Exercise brief:
Starting at the line that has "of the black" and going through the end of the data, write out every line again, adding 41 to each coordinate given as an answer. Leave all other numbers unchanged.

Data for processing:
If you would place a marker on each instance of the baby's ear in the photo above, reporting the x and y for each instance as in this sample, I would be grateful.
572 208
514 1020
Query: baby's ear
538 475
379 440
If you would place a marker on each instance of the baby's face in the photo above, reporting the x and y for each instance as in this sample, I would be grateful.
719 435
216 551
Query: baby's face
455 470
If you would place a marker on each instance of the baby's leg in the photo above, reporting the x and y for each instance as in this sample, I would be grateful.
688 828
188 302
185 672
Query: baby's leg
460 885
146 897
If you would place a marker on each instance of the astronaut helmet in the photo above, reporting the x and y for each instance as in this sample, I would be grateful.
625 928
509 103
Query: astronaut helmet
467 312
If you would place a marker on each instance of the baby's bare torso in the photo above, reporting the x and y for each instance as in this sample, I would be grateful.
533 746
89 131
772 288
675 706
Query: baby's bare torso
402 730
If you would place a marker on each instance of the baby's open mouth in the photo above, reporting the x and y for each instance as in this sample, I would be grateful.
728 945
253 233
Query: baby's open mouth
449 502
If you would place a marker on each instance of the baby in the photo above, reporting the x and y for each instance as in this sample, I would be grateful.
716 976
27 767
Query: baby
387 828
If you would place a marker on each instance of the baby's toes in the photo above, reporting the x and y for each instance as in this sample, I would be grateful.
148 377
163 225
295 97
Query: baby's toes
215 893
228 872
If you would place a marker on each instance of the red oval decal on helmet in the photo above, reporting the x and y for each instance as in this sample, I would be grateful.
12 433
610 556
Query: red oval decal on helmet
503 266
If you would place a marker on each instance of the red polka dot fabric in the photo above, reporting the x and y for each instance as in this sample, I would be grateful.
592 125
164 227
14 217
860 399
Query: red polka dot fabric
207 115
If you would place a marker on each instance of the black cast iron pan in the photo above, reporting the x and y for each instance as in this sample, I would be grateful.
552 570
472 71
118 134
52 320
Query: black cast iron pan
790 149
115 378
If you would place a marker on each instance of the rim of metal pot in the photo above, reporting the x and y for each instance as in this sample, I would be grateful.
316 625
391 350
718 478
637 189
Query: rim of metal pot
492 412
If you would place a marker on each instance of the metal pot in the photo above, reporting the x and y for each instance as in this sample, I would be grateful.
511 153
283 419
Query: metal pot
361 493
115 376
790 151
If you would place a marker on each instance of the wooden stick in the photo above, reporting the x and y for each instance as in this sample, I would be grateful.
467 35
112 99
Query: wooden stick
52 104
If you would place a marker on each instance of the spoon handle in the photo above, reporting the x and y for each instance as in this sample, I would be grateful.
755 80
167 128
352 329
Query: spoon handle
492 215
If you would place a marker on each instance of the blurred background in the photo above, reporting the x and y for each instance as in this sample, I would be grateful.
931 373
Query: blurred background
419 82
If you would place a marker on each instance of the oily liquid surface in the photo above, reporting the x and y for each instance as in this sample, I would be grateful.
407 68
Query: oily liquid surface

Answer to this exercise:
If you would place a marker on each instance of the black cast iron pan in the photo above, reporting the x and y for each instance as in this sample, I would be grateful.
552 570
472 71
118 134
52 320
Query: black cast iron pan
831 190
156 419
If you would place a marker on each instance of the rim of metal pot in the photo above, reporting the x and y for each instance as in this sample, I would be grateful.
316 625
391 350
718 478
637 189
Query: rim of metal pot
533 453
If you would place a marker on each instance of the metal pot in the photo above, reporting the x and y for each instance as in this sample, I would be grateful.
511 153
283 419
Query: metal pot
402 534
156 417
831 192
If you would place a marker on each instance of the wooden stick in the photo above, reporting the x and y for each instance as in this sample, I would be grateful.
467 35
112 99
Query: wooden stick
93 145
If you would place a marker on each instance of the spoon handle in the photo above, reporting the x and y for each instance as in this sample, I would be grateful.
755 80
167 128
352 329
Query: spoon handle
533 256
If you would place a marker on each instance of the blurred background in the photo above, reporting the x and y for each instance as in this sample, I would be grateful.
931 373
Query: blurred background
460 123
If you would place a marker on each instance of the oily liquid surface in the photo above, reporting the x and y for each instance as in this sample, I would be grateful.
407 68
Query: oily liquid surface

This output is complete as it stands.